▸ **Yapılacak iş**: Aşağıda Ulu Cami'deki vav harfini anlatan metni, son cümlesinden sonrasını yazarak sürdürün.

::: Verilen metin

|
|
• Ulu Cami’nin her duvarında VAV
harfleri yazılıdır.
• Halk arasında Hızır Aleyhisselam’ın bu vav harfinin önünde namaz
kıldığı rivayeti yaygındır.
• Tezhib sanatı ile süslenmiş ve ucuna Lale motifi işlenmiştir. Lale
süsleme sanatında Allah’ı c.c. sembolize eder.
• Vav harfi, Vahidiyet, Vahdaniyeti ihtiva etmesi yönüyle de
Allah’ın birliğini ifade eder.
İyi bakıldığında, görmek için bakıldığında; Bazen bir insanın
secdedeki hali, bazen bir ceninin anne karnında ki haline benzer Vav
Harfi, Allah’ın Vahid ismini ve birliğini simgeler.
Ebced hesabında 6 rakamına denktir ki ; Bu yönüyle aynı zamanda
imanın 6 şartını temsil ettiği söylenir. Harfi med olduğu gibi,
kasem harfidir. Aynı zamanda, iki cümleyi veya özneyi bağlayan
bağlaçtır. |
Vav’ı görünce dur! Vav Harfinin Sırrı
Kur’an-ı Kerim’de vav ile başlayan ayetlerde yemin edilmiştir. Bir
şeyin üzerine kasem ediliyorsa yemin edilen şeyin delil olarak
kullanılacağını anlamalıyız. Bu yüzden vav eğer yemin anlamındaysa,
arkasından dikkatlerimizin çekilmek istendiği önemli bir şeyin
geliyor olacağını bekleyebiliriz. Ku’anı- Kerim’de çoğu vakitler
üzerine -kuşluk vaktine, fecre, geceye, gündüze (vel-fecr, ve’d-duha,
ve’n-nehâr, ve’l-asr, ve’l-leyl…) ve bunların alametleri sayılan
güneşle aya yemin edilir. Asr sûresinde, mutlak mânâda zamana yemin
edilerek, akıp giden vakti dikkatle değerlendirmesi konusunda
insanoğlu uyarılır.

::::::
::: Veri kesitleri

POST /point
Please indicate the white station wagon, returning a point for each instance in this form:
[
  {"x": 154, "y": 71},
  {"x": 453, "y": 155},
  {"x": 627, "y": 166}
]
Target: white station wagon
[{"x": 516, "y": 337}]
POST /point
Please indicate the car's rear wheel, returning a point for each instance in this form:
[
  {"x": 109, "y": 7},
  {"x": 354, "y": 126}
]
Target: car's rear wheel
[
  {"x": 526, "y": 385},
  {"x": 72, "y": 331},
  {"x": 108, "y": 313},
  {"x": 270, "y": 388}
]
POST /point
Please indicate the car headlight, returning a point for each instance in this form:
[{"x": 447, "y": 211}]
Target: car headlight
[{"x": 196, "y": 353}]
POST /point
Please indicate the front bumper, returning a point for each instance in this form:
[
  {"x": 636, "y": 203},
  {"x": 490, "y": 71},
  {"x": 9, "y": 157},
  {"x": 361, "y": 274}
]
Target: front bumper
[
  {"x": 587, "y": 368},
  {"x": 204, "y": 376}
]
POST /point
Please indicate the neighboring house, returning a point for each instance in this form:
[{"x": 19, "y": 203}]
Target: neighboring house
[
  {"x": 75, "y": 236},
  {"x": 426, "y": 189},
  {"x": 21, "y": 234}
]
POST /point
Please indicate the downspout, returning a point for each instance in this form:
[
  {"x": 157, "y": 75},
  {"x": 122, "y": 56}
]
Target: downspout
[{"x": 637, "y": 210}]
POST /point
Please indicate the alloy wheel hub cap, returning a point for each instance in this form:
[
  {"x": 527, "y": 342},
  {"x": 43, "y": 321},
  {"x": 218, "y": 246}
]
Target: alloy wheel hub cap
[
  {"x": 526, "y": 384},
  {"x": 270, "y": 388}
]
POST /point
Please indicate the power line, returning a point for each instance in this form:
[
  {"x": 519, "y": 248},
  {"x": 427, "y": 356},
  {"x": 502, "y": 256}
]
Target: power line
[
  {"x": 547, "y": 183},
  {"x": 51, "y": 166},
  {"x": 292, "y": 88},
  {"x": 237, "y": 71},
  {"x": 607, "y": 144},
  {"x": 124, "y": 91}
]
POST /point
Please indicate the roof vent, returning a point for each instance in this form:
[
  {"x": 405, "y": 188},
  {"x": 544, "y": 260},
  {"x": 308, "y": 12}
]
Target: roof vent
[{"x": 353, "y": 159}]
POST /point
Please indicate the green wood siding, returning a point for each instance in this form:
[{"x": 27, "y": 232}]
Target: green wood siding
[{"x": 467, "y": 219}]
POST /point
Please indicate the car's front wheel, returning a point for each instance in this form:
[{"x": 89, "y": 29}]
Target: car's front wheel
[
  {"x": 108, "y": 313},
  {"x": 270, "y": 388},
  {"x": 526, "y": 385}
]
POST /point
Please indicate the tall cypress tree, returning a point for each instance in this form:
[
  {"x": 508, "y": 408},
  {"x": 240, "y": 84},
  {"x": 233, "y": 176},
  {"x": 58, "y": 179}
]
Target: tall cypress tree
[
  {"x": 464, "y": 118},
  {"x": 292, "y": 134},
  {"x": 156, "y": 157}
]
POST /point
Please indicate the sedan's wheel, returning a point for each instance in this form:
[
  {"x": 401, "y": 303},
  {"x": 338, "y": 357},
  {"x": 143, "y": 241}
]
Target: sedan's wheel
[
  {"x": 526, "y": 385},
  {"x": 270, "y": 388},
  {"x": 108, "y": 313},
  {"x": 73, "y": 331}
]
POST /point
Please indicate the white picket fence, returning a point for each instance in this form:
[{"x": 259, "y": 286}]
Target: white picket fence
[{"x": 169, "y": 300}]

::::::
::: Veri kesitleri

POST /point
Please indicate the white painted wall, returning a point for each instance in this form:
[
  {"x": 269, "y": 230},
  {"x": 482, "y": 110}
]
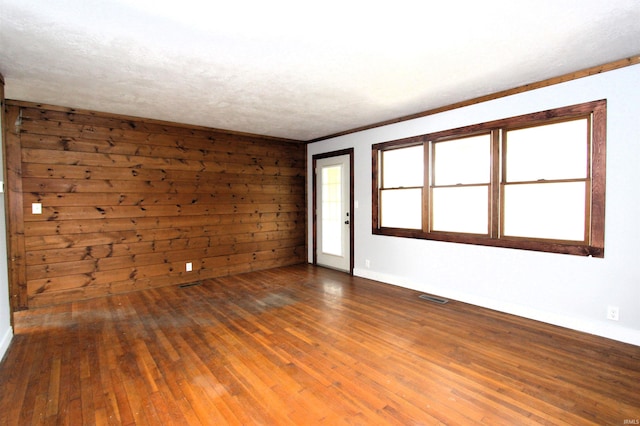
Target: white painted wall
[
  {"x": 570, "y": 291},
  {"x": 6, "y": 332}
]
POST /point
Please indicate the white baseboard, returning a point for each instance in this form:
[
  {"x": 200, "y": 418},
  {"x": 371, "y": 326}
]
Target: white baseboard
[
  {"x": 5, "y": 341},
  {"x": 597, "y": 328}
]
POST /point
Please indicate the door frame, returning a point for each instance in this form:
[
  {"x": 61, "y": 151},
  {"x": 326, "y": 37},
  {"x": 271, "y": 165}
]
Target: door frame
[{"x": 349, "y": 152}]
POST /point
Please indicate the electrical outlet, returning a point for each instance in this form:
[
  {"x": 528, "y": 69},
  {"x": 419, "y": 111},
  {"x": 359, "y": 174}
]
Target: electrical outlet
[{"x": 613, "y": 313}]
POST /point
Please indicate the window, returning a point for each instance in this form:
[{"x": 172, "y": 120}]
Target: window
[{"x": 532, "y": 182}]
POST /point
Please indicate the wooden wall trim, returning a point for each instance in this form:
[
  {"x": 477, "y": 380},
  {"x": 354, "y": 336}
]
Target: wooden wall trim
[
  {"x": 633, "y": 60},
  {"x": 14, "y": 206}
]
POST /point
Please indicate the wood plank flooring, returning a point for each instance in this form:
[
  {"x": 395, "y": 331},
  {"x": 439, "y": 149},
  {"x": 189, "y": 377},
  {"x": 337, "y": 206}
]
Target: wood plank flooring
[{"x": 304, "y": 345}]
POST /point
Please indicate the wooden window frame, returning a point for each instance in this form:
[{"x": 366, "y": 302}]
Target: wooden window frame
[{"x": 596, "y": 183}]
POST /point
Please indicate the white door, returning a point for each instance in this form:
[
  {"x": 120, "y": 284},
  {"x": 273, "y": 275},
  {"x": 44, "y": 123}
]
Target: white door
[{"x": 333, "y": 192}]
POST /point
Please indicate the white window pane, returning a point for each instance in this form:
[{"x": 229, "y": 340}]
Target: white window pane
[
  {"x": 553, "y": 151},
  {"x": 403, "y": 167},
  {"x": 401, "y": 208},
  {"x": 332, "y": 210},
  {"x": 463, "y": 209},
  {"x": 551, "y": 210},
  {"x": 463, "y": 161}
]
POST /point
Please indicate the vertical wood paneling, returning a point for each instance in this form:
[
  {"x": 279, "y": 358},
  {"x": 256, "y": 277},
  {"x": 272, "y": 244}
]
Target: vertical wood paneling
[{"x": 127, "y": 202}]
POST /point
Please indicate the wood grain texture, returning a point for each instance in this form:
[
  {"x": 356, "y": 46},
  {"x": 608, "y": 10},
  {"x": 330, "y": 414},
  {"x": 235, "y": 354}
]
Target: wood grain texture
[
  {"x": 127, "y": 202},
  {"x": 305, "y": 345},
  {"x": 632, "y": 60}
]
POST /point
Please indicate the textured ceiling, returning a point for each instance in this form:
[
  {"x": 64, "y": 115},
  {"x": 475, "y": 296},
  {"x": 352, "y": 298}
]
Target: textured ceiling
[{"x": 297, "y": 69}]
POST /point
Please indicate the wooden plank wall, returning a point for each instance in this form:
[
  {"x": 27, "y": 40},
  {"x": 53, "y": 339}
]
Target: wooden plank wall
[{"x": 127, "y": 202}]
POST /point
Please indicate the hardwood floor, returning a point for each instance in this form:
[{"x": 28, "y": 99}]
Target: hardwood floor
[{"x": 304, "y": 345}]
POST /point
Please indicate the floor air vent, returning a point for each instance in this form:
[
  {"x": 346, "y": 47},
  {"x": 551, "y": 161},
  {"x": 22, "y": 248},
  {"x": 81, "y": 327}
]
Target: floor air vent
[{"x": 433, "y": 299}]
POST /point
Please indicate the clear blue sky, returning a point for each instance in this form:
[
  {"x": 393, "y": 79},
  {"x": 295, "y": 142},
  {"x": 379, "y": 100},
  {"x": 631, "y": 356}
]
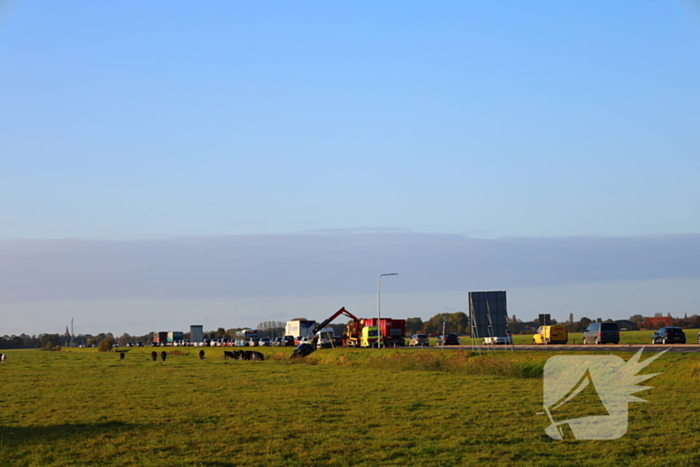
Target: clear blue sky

::::::

▸ **Sonuç**:
Vav ile ilgili meşhur bir hikâye de
anlatılır: Osmanlı Devleti’nin en büyük hat sanatı
ustalarından biri Hafız Osman’dır. Hafız Osman, emekli olduktan
sonra kafa dinlemek için o devrin en sakin semtlerinden biri olan
Üsküdar’a yerleşir. Fırtınalı bir günde kayıkla Beşiktaş’a geçmek
ister. Sahilden bir kayığa biner. Yol bitmek üzereyken kayıkçı
ücretleri ister. Fakat Hafız Osman, yanına para almayı unuttuğunu
fark eder. Tabii artık çok geçtir. Bir çare gelir aklına… Kayıkçıya
“Efendi, yanımda param yok, ben sana bir ‘vav’ yazayım; bunu
sahaflara götür, karşılığını alırsın.” der. Kayıkçı, yüzünü ekşitip
söylenerek yazıyı alır. Bir zaman sonra kayıkçının yolu sahaflara
düşer. Bakar ki yazılar, levhalar iyi fiyatlara alınıp satılıyor;
cebindeki yazıyı hatırlar ve satıcıya götürür. Satıcı yazıyı alır
almaz, ‘Hafız Osman Vav’ı’ diyerek açık artırmaya başlar. Sonunda
çok iyi bir fiyata satar. Kayıkçı, bir haftalık kazancından daha
fazlasını bu ‘vav’ ile kazanmıştır. Gel gelelim, bir gün Hafız Osman
karşıya geçmek istediğinde yine aynı kayıkçıyla karşılaşır. Yol
bitmek üzereyken ücretler toplanır. Hafız Osman da parayı kayıkçıya
uzatır. Kayıkçı, “Efendi, para istemez; sen bir ‘vav’ yaz yeter.”
der. Hafız Osman, tebessüm ederek cevap verir kayıkçıya: “Efendi, o
‘vav’ her zaman yazılmaz. Sen dua et, başka bir gün para kesemi yine
evde unutayım…
Anne karnındaki bir insan sureti ya da secdeye varmış,
acizlik makamında bir kul silüeti: Vav... Çileyle yoğrulmuş bir
kulun edeple eğilişi, alnını seccadeye sabitleyişi, sıfır olup
sonsuzluğa uzanışı... Hepsi "vav" ismiyle müsemma! Vav, adı
söylenmeye bile çekinilen bir gizli sır, bir ağır emanet gibi kalpte
saklanmış. Kalbe hayat veren müstesna sevgilinin sembolüne dönüşmüş,
kâinatın ta ilk gününde. Allah'ın (cc) Vahid ismini, birliğini ve
benzersizliğini, temsil etme görevini üstlenmiş. Ve Rabb'in
kudretiyle yarattığı kâinatın yerini tutmak bir tek vav harfine
nasip olmuş.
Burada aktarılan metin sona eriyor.